> **PROBLEM DETAILS**
Select every line of the records that contains the string "palm", matching case exactly.

> **DATASET CONTENT**

— BEGIN —

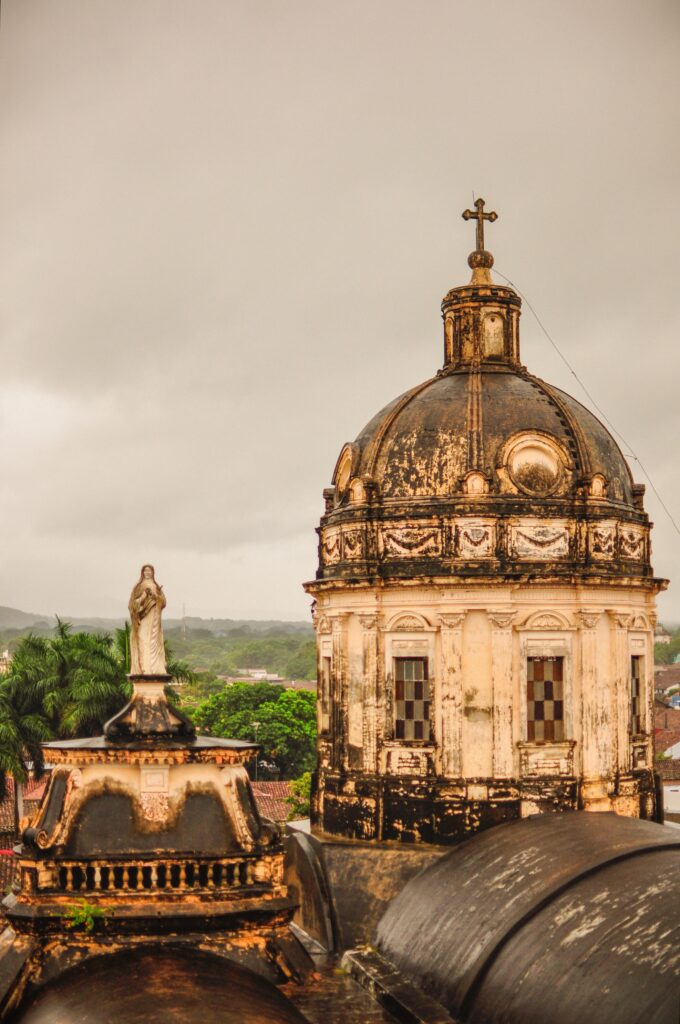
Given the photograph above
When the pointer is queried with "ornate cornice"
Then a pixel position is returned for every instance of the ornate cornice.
(502, 619)
(453, 621)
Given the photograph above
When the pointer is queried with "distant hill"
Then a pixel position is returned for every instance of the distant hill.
(12, 619)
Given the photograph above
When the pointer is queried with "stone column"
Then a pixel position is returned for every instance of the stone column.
(503, 693)
(452, 694)
(621, 693)
(370, 694)
(593, 722)
(339, 696)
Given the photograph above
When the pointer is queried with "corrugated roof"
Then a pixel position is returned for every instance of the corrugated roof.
(270, 799)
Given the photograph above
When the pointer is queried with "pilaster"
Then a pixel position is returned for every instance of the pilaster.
(370, 699)
(594, 706)
(452, 693)
(620, 623)
(503, 692)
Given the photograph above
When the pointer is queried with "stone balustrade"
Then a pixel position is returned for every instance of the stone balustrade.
(158, 876)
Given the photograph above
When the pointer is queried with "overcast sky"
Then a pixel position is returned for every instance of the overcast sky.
(226, 230)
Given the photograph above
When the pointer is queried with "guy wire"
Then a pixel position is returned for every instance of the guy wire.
(608, 422)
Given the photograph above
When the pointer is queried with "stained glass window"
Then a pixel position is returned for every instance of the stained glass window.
(636, 694)
(545, 699)
(412, 698)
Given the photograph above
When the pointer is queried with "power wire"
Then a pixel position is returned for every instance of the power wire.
(590, 397)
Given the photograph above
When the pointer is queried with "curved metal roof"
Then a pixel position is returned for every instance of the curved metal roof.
(419, 443)
(156, 985)
(558, 918)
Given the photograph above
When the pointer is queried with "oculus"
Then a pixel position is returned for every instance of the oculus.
(535, 466)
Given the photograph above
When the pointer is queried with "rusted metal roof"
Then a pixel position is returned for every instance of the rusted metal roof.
(562, 918)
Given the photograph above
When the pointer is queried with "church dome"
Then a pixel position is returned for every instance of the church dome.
(483, 469)
(158, 985)
(534, 440)
(560, 918)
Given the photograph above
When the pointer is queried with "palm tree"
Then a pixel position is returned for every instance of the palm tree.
(22, 733)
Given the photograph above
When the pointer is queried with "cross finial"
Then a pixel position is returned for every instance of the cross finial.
(480, 217)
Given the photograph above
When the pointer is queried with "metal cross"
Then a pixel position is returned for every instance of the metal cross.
(480, 217)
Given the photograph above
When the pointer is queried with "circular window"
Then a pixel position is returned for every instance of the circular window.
(535, 467)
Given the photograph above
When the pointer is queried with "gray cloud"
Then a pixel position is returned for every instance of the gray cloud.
(226, 232)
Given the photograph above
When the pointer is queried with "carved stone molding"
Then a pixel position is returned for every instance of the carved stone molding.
(540, 542)
(408, 624)
(588, 620)
(602, 541)
(352, 544)
(546, 621)
(501, 619)
(453, 622)
(406, 542)
(474, 541)
(155, 806)
(330, 548)
(631, 544)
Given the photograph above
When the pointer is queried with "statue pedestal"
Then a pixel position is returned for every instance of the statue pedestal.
(149, 716)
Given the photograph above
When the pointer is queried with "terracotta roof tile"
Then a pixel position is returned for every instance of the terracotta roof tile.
(270, 800)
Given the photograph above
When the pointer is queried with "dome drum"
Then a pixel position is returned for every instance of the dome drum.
(484, 601)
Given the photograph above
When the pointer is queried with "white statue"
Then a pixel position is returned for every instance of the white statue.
(146, 647)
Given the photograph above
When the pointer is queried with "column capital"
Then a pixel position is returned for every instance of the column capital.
(453, 621)
(502, 619)
(588, 619)
(620, 620)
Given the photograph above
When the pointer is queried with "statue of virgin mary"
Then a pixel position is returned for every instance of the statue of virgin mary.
(146, 647)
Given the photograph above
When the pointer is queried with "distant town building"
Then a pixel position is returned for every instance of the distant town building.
(662, 635)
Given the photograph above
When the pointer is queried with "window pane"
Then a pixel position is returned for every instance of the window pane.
(412, 706)
(545, 704)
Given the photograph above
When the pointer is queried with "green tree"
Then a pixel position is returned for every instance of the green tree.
(286, 722)
(22, 732)
(74, 680)
(300, 798)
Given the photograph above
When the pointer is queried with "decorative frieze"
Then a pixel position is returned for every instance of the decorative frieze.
(471, 540)
(602, 541)
(353, 547)
(408, 761)
(474, 541)
(409, 542)
(540, 543)
(546, 759)
(631, 543)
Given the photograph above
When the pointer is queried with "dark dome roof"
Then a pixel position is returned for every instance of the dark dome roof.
(418, 445)
(561, 918)
(159, 986)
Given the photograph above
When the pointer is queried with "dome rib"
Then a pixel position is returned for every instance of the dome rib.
(569, 422)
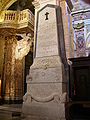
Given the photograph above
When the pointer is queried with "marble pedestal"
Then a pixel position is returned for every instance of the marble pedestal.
(46, 83)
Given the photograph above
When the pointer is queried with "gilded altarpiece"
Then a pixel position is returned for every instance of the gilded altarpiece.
(13, 72)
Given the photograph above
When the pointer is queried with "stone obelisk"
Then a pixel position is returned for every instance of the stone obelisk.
(46, 83)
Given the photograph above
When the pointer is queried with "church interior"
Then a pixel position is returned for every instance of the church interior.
(18, 27)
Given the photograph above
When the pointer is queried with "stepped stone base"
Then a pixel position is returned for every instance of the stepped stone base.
(46, 111)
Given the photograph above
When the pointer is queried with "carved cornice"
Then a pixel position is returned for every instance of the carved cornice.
(36, 3)
(17, 21)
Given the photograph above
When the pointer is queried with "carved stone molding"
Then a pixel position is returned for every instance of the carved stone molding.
(54, 97)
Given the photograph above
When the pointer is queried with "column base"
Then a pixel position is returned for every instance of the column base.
(44, 111)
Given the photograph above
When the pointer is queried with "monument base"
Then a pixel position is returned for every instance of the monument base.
(46, 111)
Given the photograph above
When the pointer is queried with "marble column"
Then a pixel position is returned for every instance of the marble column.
(65, 15)
(47, 82)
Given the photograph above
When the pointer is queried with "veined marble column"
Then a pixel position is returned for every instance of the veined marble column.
(47, 79)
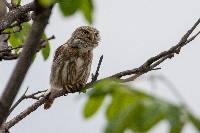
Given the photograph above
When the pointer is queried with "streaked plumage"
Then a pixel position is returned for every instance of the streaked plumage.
(72, 62)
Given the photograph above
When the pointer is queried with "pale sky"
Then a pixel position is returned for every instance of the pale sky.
(131, 32)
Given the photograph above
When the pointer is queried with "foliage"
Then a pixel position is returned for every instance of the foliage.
(132, 109)
(17, 39)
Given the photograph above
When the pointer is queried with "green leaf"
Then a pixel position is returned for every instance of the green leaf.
(152, 114)
(15, 2)
(87, 9)
(92, 105)
(46, 50)
(69, 7)
(123, 120)
(46, 3)
(195, 121)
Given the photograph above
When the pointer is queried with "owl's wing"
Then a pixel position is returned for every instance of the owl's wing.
(61, 56)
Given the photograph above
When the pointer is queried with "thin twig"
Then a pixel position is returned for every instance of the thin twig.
(24, 96)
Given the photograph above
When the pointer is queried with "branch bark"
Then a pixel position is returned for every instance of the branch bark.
(149, 65)
(25, 59)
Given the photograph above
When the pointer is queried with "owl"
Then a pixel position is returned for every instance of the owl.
(72, 62)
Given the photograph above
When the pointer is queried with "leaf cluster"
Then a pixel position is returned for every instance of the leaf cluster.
(132, 109)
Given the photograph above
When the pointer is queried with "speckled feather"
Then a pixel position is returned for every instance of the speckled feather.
(72, 62)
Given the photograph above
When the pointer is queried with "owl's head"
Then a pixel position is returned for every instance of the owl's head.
(85, 38)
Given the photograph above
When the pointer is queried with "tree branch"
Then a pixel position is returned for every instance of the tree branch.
(149, 65)
(24, 61)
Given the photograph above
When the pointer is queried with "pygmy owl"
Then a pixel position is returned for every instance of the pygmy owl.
(72, 62)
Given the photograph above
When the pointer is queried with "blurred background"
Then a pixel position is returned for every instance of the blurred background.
(131, 32)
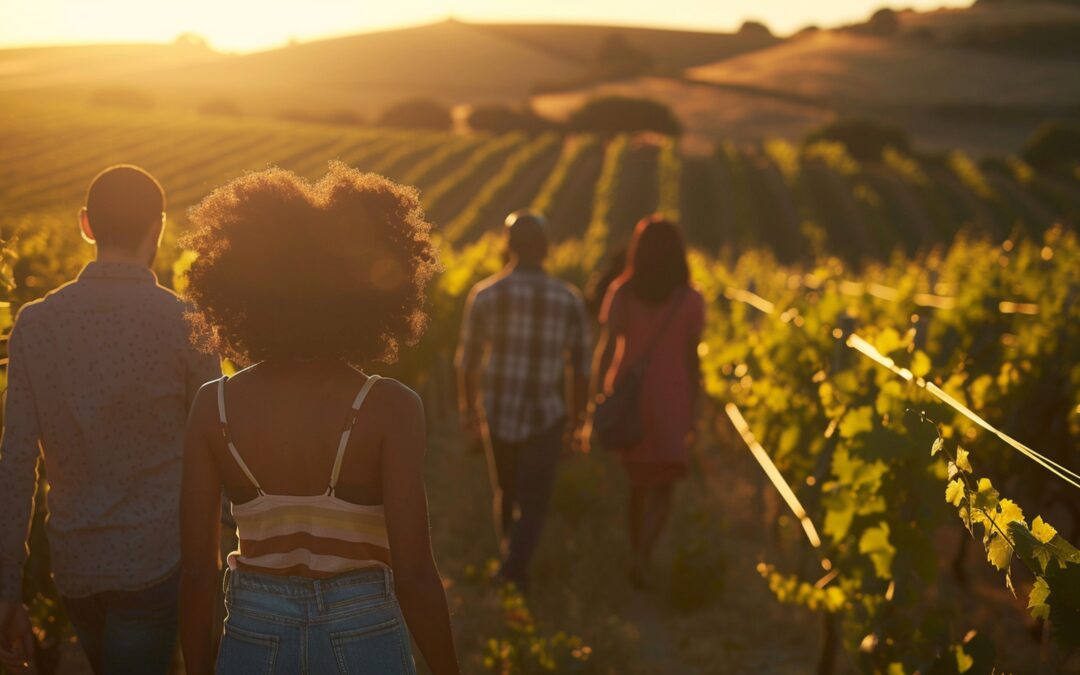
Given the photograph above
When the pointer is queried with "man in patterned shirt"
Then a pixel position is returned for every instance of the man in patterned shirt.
(100, 377)
(524, 336)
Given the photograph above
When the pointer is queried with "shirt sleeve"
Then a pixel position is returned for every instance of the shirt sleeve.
(19, 450)
(473, 335)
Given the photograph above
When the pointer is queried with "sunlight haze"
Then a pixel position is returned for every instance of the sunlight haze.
(250, 25)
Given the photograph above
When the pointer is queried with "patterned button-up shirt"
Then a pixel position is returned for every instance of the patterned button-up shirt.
(99, 380)
(530, 326)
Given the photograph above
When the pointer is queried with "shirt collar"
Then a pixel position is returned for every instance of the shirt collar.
(527, 269)
(118, 271)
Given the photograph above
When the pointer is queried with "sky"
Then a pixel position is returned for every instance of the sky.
(252, 25)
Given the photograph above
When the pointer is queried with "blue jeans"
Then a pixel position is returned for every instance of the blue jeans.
(526, 472)
(127, 631)
(350, 623)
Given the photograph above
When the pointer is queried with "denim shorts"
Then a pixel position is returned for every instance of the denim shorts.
(346, 624)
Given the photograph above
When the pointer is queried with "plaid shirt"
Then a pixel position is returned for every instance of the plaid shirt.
(530, 326)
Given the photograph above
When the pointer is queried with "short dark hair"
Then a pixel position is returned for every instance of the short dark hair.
(287, 268)
(123, 203)
(527, 235)
(656, 261)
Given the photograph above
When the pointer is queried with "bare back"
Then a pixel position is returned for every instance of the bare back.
(286, 422)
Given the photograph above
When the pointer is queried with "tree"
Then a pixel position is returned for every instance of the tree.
(1053, 145)
(417, 113)
(865, 139)
(613, 115)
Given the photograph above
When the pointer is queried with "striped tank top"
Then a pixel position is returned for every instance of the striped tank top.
(314, 536)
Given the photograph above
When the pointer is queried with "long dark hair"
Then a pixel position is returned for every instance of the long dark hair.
(656, 262)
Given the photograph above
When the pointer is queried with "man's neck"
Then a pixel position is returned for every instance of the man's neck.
(526, 267)
(123, 257)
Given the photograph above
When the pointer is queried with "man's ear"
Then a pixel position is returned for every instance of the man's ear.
(88, 233)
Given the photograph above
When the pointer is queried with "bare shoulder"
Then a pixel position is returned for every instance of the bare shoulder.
(395, 400)
(204, 414)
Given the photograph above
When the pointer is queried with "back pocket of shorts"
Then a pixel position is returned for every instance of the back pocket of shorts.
(375, 650)
(243, 651)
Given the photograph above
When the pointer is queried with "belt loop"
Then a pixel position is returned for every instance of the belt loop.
(320, 604)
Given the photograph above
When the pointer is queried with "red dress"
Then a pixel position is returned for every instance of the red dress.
(667, 388)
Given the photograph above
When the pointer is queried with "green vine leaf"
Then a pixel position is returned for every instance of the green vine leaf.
(961, 460)
(954, 493)
(937, 446)
(1042, 530)
(875, 543)
(1037, 601)
(999, 552)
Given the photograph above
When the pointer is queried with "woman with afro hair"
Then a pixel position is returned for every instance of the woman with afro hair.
(302, 283)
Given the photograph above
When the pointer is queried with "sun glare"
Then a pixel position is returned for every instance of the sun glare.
(250, 25)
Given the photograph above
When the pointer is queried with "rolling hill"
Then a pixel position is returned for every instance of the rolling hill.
(941, 75)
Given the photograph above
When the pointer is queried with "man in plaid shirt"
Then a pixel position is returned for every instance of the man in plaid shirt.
(524, 336)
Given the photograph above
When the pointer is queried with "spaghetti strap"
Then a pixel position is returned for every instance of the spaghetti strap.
(228, 436)
(359, 401)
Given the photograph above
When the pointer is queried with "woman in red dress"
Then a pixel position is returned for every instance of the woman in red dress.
(651, 312)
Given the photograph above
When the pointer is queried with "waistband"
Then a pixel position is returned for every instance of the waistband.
(305, 588)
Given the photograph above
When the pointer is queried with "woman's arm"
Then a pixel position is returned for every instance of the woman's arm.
(416, 579)
(200, 532)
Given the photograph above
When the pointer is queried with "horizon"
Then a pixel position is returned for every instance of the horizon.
(224, 26)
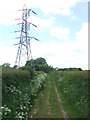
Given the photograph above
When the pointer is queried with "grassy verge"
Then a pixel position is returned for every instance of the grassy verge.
(19, 92)
(48, 106)
(73, 87)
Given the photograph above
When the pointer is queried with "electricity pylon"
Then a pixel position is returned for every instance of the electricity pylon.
(24, 49)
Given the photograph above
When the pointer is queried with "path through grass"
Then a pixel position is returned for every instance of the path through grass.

— END —

> **PROBLEM SOLUTION**
When the pointer is queried with "palm tree"
Then a pixel position is returned for every instance of the palm tree.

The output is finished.